- **Task to complete**
A word-for-word copy of the line containing "Annotation guideline — the target class is man's" and every following line to the end of the data below is all the answer should hold.

Image-backed grounding data:
%%

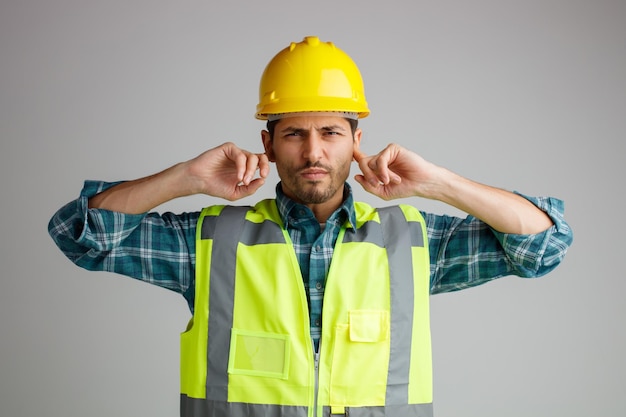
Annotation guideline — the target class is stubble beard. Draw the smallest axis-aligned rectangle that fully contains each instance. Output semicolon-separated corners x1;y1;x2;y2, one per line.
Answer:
281;161;350;205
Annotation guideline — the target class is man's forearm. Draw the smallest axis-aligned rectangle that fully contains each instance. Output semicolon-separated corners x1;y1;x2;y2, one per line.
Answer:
88;163;191;214
433;168;554;234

%%

- **Result for this task**
Annotation guideline — the target class is man's forearm. Draw the smallest axis-aligned rectangle that fully contains each instance. Output semicolon-separated corners x1;y1;x2;y2, one per line.
Answer:
88;163;191;214
433;168;554;234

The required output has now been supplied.